__INPUT__

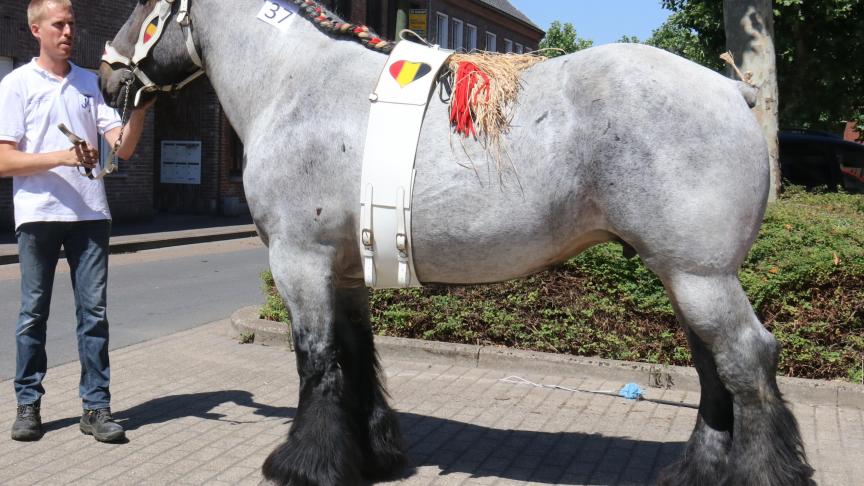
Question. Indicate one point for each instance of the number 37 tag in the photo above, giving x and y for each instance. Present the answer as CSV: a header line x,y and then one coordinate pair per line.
x,y
278,13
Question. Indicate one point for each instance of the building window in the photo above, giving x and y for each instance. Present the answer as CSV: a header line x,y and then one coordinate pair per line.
x,y
458,35
491,42
442,21
472,37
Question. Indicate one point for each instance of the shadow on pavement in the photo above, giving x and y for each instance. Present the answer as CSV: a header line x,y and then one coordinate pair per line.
x,y
453,446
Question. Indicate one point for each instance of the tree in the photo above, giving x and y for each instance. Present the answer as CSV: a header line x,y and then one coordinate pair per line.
x,y
819,63
749,27
563,38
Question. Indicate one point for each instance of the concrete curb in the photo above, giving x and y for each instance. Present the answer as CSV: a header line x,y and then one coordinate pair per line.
x,y
149,241
798,390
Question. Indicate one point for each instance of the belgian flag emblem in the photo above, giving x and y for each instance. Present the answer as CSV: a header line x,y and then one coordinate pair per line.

__WHAT TO DO__
Can you reproduce every item above word for word, leaving the pictures out?

__FULL RESPONSE__
Question. Indicate one point for each instance of the number 37 tag in the photo above, giving x and y for each instance. Present the answer as CSV: a header line x,y and then one coordinate pair per line.
x,y
278,13
Question. Indicate one point for each instance of the building window in the photo above, giving x and y for each instance. Present the answer as CSV: a header line x,y and then one coordinate pair per line.
x,y
458,35
491,42
442,21
472,37
Question. Indicate one point for each instance of the shadow on pavement in the photo above, giving x and y for each instance. Present the answer as CSV: a header line x,y and then one coordinate pair per line.
x,y
453,446
Question. Indicate one point for each instance of the tree in the photo above, giving x and y for each instance. Present the answer as CSV: a header line x,y and then one coordinate pair per line.
x,y
819,63
749,27
563,38
Question. Indicate one point for each instance of the concrete curb in the photo above, giving x and y for each instance. Present the answer as CSV: a header line x,y and then one coordinate pair per line.
x,y
149,241
798,390
Question. Indicate one point for each instance of the belgian flag emblem in the photo above, giving x and y for each instance. Present the answer as CSV: a header line x,y and then one coordinate pair per line.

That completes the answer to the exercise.